◆ **The exercise**
Rewrite every one of the rows below, replacing "orange sock" with "striped sock" and leaving everything else unchanged.

* START Data rows *

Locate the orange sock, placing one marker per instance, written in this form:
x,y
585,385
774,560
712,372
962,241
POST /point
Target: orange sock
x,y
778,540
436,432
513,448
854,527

* END Data rows *

◆ **The completed task**
Locate the striped sock, placing one marker per instance, written in this form:
x,y
585,385
774,560
712,372
962,241
POST /point
Target: striped sock
x,y
778,540
436,432
513,448
854,527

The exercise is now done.